• TEXT SECTION:
%%

I gave him his first vitamin dusted flies this afternoon (I put about 8 dusted ff in there and I did see a few undusted ones from the other day walking around) he ate a few with the Reptivite so far so I guess that's good news. It's weird, he'll eat one then run back to his perch, bob his head a few times and relax then 15 minutes later go find another and run back to his perch, bob his head and then relax...
 
  • #29
pill bugs are prolly to hard.......sowbugs are pretty soft......my lil dart frogs eat them
 
  • #30
Well I orginaly had 3 Colonies going, but then 2 of them crashed, just didn't do much. The one I had going was good, i think it just depends on how the reproductives do unless you can collect the main male and female reproductives in the early spring. I have a friend who is attempting to raise them in Test tubes, only problem is they are eating through the cotton almost close to the water, and they cover the tube with wood and their excrements so its hard to see them. (Arachnoboards is where i got that set up from), I guess the only way to raise termites is literally in your house.
 
  • #31
The overlapping shell of the adult isopod can get lodged and caught. Its pretty hard regardless... pill bugs can be either isopods or compact millipedes. Its really had to tell the two apart. Dont feed millipedes usually. They all are slow moving so they are well defended with hydrogen cyanide, fouling hairs, armor as in the case of the pill bugs, or some odd secretion that paralyzes spiders and ants. One in the woods has one secretion so sticky that anything small that touches it gets fouled with debris and dies. Soft young white woodlouse are great but they disappear real quick into the substrate, useless caught quickly. My brown and green anoles rejected adults...

Use a thermometer and measure the hottest parts of the cage to see if the basking area is the right temperature. Just because its the warmest spot does not mean its warm enough. Better safe than sorry!


I think your lizard might be a female. It looks identical to my brown anole that i had,a nd it was a female. The red head and stripe are exactly the same.

%%

Write out the part of the forum thread on feeding anoles between "Use a thermometer" and "safe than sorry!", inclusive, word for word. The listing has no role in this.

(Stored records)
%%

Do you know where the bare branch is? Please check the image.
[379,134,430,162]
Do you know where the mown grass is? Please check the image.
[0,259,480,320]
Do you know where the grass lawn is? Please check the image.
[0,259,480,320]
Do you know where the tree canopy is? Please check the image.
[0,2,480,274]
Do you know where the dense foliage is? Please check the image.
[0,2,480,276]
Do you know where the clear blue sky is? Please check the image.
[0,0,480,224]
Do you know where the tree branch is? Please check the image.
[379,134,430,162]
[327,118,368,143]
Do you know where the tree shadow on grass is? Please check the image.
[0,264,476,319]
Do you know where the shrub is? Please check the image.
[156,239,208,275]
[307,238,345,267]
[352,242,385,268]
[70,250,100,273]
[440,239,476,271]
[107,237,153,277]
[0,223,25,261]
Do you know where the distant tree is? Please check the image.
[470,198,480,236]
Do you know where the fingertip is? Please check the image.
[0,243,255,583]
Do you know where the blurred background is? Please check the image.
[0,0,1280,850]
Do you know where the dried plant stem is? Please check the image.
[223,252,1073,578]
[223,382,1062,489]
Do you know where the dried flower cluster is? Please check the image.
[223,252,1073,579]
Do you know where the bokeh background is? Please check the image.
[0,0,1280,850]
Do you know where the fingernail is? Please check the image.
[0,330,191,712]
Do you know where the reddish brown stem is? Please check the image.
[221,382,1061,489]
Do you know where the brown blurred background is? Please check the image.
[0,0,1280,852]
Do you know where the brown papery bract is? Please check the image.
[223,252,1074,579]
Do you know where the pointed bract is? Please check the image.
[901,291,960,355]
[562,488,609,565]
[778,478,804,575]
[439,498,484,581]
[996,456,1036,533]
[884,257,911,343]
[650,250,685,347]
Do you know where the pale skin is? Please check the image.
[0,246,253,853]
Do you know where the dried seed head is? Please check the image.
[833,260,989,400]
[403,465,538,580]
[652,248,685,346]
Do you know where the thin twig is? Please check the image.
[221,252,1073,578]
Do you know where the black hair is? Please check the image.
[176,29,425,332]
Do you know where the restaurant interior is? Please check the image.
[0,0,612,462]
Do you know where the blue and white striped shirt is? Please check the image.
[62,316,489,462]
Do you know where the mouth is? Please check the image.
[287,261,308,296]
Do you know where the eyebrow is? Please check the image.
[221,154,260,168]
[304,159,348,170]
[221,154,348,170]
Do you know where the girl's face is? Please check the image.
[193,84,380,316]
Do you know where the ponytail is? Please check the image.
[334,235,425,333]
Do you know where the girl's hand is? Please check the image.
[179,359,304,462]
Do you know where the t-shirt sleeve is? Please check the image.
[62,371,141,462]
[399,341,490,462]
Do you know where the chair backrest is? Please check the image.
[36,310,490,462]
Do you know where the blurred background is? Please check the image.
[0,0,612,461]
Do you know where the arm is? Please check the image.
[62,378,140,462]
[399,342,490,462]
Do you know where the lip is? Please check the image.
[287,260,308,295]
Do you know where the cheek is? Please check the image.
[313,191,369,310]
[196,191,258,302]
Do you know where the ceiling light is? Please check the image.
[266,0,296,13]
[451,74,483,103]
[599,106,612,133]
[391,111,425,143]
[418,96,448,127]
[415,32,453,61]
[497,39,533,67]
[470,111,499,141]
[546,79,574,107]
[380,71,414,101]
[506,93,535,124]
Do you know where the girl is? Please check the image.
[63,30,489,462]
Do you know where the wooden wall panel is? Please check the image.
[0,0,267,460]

%%
%%

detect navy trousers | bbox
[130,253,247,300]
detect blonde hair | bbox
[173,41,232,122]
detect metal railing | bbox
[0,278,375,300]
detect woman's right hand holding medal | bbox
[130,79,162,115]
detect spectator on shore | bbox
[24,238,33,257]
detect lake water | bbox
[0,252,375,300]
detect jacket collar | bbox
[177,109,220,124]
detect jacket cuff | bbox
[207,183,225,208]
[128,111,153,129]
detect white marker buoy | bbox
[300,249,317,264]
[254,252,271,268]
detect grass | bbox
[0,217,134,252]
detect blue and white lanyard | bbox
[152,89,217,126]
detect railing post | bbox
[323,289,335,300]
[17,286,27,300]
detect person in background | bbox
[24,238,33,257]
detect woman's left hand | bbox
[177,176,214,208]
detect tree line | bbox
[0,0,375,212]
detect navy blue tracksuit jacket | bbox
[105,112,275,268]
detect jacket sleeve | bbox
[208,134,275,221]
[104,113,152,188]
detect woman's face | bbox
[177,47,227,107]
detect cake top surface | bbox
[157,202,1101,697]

%%

• WRITTEN RESPONSE:
Use a thermometer and measure the hottest parts of the cage to see if the basking area is the right temperature. Just because its the warmest spot does not mean its warm enough. Better safe than sorry!